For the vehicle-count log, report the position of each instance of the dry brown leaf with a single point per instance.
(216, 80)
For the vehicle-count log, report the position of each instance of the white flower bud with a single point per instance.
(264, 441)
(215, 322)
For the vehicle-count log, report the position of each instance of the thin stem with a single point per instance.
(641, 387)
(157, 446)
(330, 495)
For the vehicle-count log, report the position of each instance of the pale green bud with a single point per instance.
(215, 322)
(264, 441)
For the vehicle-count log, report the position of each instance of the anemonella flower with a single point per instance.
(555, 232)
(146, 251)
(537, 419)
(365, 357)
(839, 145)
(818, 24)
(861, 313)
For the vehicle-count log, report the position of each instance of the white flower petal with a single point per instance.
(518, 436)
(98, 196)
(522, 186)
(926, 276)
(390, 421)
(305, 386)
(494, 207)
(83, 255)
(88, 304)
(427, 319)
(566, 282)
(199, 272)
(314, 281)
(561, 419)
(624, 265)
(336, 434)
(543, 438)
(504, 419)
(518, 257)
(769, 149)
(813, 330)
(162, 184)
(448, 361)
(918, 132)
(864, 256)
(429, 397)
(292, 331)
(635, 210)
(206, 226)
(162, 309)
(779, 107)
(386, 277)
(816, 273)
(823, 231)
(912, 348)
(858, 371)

--------

→ Problem to solve
Reproduce all of the records above verbatim, line for line, without altering, omitting, or adding anything.

→ Reply to the exercise
For the vehicle-count log, report the position of each instance of the dry brown leaf with a single point per instance.
(216, 80)
For the vehicle-count log, report the position of each instance of the white flower bud with a single point per instance.
(264, 441)
(215, 322)
For the vehicle-count log, report the position of each instance of the thin stem with a single point per instance.
(641, 387)
(157, 446)
(330, 495)
For the vehicle-count log, report the position of each instance of the pale green bud with a single point per instance.
(215, 322)
(264, 441)
For the vehicle-count log, report the position of each instance of the anemonella flower with a single point per instance.
(555, 232)
(146, 251)
(537, 419)
(365, 357)
(839, 145)
(818, 24)
(861, 313)
For the vehicle-count log, report the position of each instance of the white flower petal with a single point per instance.
(518, 436)
(98, 196)
(522, 186)
(926, 276)
(390, 421)
(305, 386)
(494, 207)
(83, 255)
(88, 304)
(427, 319)
(566, 282)
(199, 272)
(314, 281)
(561, 419)
(624, 265)
(336, 434)
(543, 438)
(504, 419)
(518, 257)
(769, 149)
(813, 330)
(162, 184)
(448, 361)
(918, 132)
(864, 256)
(429, 397)
(292, 331)
(635, 210)
(206, 226)
(162, 309)
(779, 107)
(386, 277)
(816, 273)
(823, 231)
(912, 348)
(858, 371)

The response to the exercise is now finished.